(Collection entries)
+--

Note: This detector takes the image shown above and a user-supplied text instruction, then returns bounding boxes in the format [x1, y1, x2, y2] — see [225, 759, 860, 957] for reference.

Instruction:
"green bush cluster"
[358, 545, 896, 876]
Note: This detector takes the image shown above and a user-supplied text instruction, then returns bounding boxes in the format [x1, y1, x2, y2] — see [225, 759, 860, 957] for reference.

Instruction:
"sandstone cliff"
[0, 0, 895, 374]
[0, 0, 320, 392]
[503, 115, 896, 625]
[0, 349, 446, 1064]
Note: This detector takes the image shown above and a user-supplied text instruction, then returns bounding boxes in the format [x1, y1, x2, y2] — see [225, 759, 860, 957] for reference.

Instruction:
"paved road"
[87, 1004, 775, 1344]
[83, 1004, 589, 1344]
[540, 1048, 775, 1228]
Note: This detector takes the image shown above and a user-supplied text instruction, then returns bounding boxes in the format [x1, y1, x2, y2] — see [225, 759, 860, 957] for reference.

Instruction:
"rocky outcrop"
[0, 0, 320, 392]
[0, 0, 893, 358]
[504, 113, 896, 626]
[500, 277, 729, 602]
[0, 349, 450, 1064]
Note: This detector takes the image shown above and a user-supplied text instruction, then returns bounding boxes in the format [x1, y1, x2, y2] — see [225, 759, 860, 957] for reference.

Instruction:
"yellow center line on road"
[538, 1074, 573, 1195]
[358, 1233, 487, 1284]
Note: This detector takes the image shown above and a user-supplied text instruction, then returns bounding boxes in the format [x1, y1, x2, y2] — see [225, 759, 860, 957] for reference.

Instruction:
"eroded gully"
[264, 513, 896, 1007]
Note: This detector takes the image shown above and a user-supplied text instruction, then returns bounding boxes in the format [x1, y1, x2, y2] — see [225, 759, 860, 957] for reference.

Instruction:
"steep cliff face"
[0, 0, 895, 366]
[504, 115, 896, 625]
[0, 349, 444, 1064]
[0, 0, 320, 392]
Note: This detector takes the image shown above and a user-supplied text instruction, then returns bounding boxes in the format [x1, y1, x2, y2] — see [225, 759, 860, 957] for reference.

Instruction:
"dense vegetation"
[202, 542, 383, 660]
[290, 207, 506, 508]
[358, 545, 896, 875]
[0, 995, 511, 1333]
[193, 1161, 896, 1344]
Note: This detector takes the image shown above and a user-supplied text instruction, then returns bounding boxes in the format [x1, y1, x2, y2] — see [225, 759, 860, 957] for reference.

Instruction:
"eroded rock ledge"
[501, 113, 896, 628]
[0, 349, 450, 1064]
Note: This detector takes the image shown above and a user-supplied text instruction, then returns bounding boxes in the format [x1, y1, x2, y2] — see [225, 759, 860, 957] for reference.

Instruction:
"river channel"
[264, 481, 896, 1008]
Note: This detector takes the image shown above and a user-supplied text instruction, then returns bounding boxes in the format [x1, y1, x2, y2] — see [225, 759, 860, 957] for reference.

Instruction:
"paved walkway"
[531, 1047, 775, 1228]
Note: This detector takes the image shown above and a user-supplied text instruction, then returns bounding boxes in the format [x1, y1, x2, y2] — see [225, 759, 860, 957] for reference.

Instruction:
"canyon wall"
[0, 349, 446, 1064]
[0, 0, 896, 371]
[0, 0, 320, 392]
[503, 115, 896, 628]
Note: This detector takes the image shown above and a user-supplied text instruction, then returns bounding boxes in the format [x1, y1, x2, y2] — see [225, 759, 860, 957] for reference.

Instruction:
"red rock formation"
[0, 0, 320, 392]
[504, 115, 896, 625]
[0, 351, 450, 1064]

+--

EXERCISE TASK>
Pick out and copy every line of the entries above that contains the word "road". Case counts.

ANSWER TO THIS PROBLEM>
"paved road"
"yellow center line on road"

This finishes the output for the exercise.